• Document text:
(begin)

Money, then, is one of the most misunderstood and indeed difficult to understand components of an economy.  Money, as a common medium of exchange, allows actors in an economy to trade to a much larger extent than a barter economy.  However, the good, most likely a commodity, chosen as a medium of exchange is usually one that all actors desire to some degree—the curious aspect of a commodity that becomes a monetary unit is that is worth more as money than its initial use.  Indeed, economic actors tend to use it far more as a medium of exchange than as its original intended use.  Money in its traditional sense does not carry an sort of implicit (this was a curious invention of FRB demand deposits that are considered money or, if they were treated as financial securities that they are, facilitating mediums akin to credit cards instead of money or money substitutes).  Though the supply of money might grow (or decline) there is no implicit impetus towards growth.

The problem extends beyond the economy. Our increasingly consumerist society demands ever higher consumption to demonstrate social status – conspicuous consumption.

Intriguingly, this is where the GIP report, both here and elsewhere, takes a turn for dangerous territory of pseudoscience.  Just as the ASE’s subjectivism casts serious doubts on the efficacy or meaning of mainstream economists’ bizarre attempts to mathematically graph or model a consumer’s utility, ASE’s subjectivism would regard the claim of “an overly consumerist society” as normative rather than positive.

It is possible that consumerism could be referring to purely the overuse of resources, and the GIP report states something to that effect:

This mainstream view of sustainable development is quite different from definitions of so-called ‘strong sustainability’. The ‘mainstream’ view tends to emphasise decoupling economic growth from environmental degradation (including climate change). And, to drive that dynamic it relies heavily on market-based initiatives – the ‘ecological modernisation’ of the economy, defined by German sociologist Joseph Huber as a twin process of ‘ecologising the economy’ and ‘economising ecology’.

(end)

• Recorded information:
(begin)

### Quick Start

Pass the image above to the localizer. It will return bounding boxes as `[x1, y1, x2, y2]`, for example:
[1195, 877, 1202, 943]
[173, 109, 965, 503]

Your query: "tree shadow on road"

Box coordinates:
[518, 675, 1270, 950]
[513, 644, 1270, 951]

(end)

• Short task:
Reproduce the passage on money and consumerism above word for word, between "This mainstream view" and "and ‘economising ecology’.", inclusive.

• Exercise solution:
This mainstream view of sustainable development is quite different from definitions of so-called ‘strong sustainability’. The ‘mainstream’ view tends to emphasise decoupling economic growth from environmental degradation (including climate change). And, to drive that dynamic it relies heavily on market-based initiatives – the ‘ecological modernisation’ of the economy, defined by German sociologist Joseph Huber as a twin process of ‘ecologising the economy’ and ‘economising ecology’.